**EXERCISE:** Please render the rows below as a Markdown table with the columns Number and Line, giving each line its own numbered entry. Leave out blank lines and the pictures.

**RECORDS SUPPLIED:**

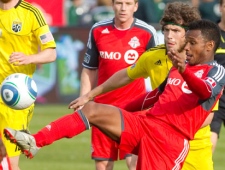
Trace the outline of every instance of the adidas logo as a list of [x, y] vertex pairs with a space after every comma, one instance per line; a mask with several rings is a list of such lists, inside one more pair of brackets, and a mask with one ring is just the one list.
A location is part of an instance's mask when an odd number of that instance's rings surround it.
[[109, 33], [108, 28], [106, 28], [106, 29], [102, 30], [102, 33], [103, 33], [103, 34], [108, 34], [108, 33]]
[[155, 63], [154, 63], [155, 65], [162, 65], [162, 62], [161, 62], [161, 60], [158, 60], [158, 61], [156, 61]]

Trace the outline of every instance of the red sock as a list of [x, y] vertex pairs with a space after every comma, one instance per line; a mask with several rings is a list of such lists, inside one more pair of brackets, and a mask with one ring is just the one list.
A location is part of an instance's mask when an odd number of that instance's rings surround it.
[[61, 138], [72, 138], [89, 129], [89, 123], [82, 112], [65, 115], [34, 134], [37, 147], [49, 145]]

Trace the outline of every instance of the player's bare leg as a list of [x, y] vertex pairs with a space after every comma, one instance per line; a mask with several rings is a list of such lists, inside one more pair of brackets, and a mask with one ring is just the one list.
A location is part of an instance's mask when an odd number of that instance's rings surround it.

**TASK OUTPUT:**
| Number | Line |
|---|---|
| 1 | Trace the outline of every instance of the adidas logo as a list of [x, y] vertex pairs with a space after every comma, one instance per line; a mask with several rings is a list of such lists, inside one more pair of brackets, and a mask with one ring is just the one list. |
| 2 | A location is part of an instance's mask when an odd number of that instance's rings surround it. |
| 3 | [[109, 33], [108, 28], [106, 28], [106, 29], [102, 30], [102, 33], [103, 33], [103, 34], [108, 34], [108, 33]] |
| 4 | [[155, 63], [154, 63], [155, 65], [162, 65], [162, 62], [161, 62], [161, 60], [158, 60], [158, 61], [156, 61]] |
| 5 | Trace the outline of every instance of the red sock as a list of [x, y] vertex pairs with a space after every comma, one instance per line; a mask with several rings is a list of such lists, inside one more pair of brackets, and a mask with one ring is just the one list. |
| 6 | A location is part of an instance's mask when an odd number of that instance's rings surround it. |
| 7 | [[61, 138], [72, 138], [89, 129], [89, 123], [82, 112], [65, 115], [34, 134], [37, 147], [49, 145]] |
| 8 | Trace the outline of every instance of the player's bare leg as a list of [x, y] vertex pairs with a space after every comma, one instance per line; a mask with several rings is a list of such lists, inside one more pair of brackets, and a mask with one ring is just the one list. |
| 9 | A location is part of an instance's mask when an odd number of that instance's rings surround it. |